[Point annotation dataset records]
☆ ☆ ☆ ☆ ☆

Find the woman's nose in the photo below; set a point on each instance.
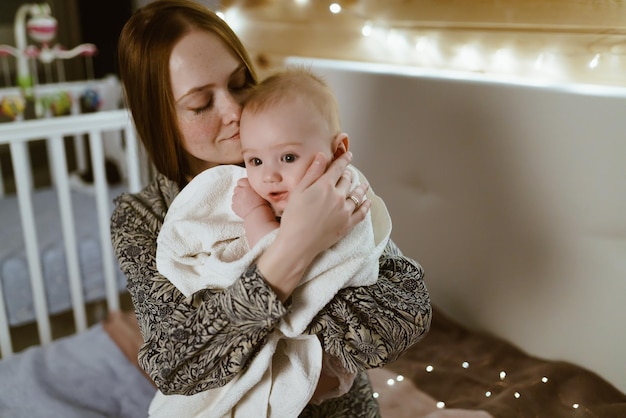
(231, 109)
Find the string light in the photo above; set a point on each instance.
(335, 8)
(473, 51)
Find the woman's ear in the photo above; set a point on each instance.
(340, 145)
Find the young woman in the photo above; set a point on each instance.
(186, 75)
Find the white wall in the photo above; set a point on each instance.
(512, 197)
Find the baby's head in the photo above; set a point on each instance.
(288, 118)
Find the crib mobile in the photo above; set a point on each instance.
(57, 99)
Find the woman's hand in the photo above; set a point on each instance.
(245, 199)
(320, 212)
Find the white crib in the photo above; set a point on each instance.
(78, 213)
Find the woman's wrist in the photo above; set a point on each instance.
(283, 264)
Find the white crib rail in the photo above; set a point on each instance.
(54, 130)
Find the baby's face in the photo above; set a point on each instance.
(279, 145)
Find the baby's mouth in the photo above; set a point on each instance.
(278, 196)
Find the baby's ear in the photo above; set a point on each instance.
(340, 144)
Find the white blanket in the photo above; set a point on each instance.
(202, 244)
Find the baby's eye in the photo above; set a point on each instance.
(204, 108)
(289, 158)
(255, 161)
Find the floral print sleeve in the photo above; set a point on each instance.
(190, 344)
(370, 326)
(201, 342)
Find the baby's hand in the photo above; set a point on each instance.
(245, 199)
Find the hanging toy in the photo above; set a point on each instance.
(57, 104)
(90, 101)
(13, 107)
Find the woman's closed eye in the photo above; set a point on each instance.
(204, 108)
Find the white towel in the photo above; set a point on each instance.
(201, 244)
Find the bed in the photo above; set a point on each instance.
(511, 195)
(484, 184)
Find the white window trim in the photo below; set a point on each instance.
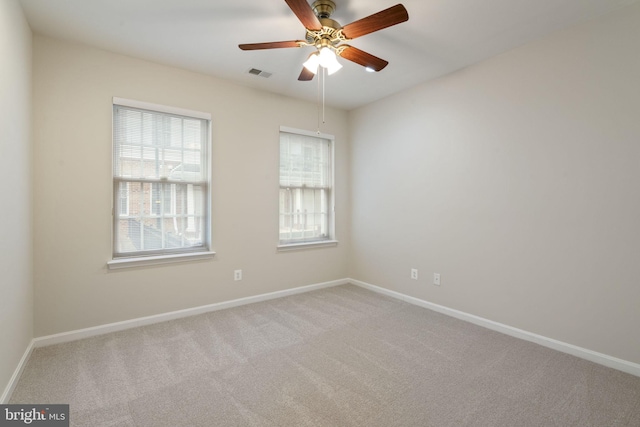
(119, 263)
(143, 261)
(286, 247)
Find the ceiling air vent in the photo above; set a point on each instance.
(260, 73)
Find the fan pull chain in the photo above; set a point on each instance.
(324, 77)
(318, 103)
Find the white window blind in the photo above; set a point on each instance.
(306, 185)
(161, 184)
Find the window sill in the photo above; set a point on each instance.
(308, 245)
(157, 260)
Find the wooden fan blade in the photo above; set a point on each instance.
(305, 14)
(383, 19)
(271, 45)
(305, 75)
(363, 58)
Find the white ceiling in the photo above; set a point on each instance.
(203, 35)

☆ ☆ ☆ ☆ ☆

Rewrite the material from the line containing "Find the white window trim" through the end as a two-column CSV with the columns request and points. Give one row for each request, put each field in quotation marks with line breaks turned into spaces, and leave the pictures out.

request,points
"Find the white window trim in the photo below; set a point on each instance.","(119, 263) (143, 261) (286, 247)"
"Find the ceiling air vent in the photo above; set a point on each instance.","(260, 73)"
"Find the fan pull chain in the photo above; set a point on each instance.","(324, 77) (318, 103)"
"Find the white window blind in the photo above; set a point on each instance.","(306, 185) (161, 184)"
"Find the window sill in the photo above; set a point on each instance.","(308, 245) (157, 260)"
"Find the wooden fan blade in the photo above; set a point on each instance.","(305, 14) (383, 19) (271, 45) (305, 75) (363, 58)"
"Find the white ceiling in the photo above; set a point on each instance.","(203, 35)"